-- start of Data in this exercise --

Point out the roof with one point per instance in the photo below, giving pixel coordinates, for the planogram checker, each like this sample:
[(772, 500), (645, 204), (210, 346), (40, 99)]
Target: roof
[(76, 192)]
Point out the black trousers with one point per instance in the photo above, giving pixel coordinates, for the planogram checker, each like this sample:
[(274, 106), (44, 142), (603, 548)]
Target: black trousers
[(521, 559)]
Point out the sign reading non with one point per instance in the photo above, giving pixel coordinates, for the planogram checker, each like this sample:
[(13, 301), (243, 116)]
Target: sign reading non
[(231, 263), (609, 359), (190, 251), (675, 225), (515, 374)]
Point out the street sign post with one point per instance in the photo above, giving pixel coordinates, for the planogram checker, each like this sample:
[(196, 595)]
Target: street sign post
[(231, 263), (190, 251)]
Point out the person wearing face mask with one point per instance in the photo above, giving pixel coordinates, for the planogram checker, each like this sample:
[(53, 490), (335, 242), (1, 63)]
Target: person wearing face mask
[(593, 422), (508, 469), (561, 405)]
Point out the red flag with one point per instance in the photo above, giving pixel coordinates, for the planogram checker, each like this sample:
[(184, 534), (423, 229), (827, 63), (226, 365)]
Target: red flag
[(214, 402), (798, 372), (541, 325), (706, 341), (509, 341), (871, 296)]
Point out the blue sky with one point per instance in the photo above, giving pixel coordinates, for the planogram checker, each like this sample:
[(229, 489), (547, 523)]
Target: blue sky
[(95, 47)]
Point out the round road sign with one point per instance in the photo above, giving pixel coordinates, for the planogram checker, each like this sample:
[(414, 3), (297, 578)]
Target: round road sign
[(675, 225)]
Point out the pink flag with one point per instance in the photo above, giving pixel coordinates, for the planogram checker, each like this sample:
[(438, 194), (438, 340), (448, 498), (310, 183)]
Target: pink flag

-- end of Data in this exercise --

#### Task brief
Rewrite all the rows above with each "planogram checker" changed to "shelf audit tool" and nothing else altered.

#### Response
Point out the roof with one point per instance in the photo below, giving pixel coordinates, for the shelf audit tool, each like this sample:
[(772, 500), (645, 204), (210, 346), (40, 99)]
Target: roof
[(76, 192)]
Point out the black trousers with one point per instance in the photo above, giving pixel coordinates, for the shelf audit tool, each like this sample:
[(274, 106), (44, 142), (603, 548)]
Target: black trousers
[(521, 559)]
Point out the sign reading non with one point per instance in the photo above, giving pixel coordinates, for the shelf audit tool, each like this sample:
[(13, 301), (243, 116)]
Target: sign reading non
[(231, 263), (609, 359), (190, 251), (675, 225), (515, 374)]
Point out the street sign post with one point per instance in the photo above, giving pixel coordinates, for the shelf audit tool, each like this sample:
[(196, 595)]
Target: street sign post
[(231, 263), (190, 251)]
Point out the person wearing face mask with one point per instance in the photo above, giving pixel coordinates, for the shelf audit tool, each like this sample:
[(53, 490), (335, 242), (1, 63)]
Target: person wearing face mask
[(593, 422), (508, 469), (561, 405)]
Point out the red flag with one point per instance in the photo above, giving pixel coordinates, for the shelf audit tool, each like this sample:
[(184, 534), (423, 229), (827, 63), (226, 365)]
Target: red flag
[(214, 402), (798, 372), (541, 325), (706, 341), (509, 341), (871, 296)]
Point out the blue sky with one point per instance in the photo above, giving pixel coordinates, for the shelf audit tool, each like this sample:
[(229, 489), (547, 523)]
Target: blue sky
[(95, 47)]
Point out the round road sign with one point per instance in the photo above, giving pixel coordinates, for the shelf audit tool, each like this sample:
[(414, 3), (297, 578)]
Target: round road sign
[(675, 225)]
Point out the pink flag with one point per instance in the photo above, giving pixel coordinates, for the shelf audit tool, each like this sample:
[(438, 194), (438, 340), (448, 498), (310, 183)]
Target: pink flag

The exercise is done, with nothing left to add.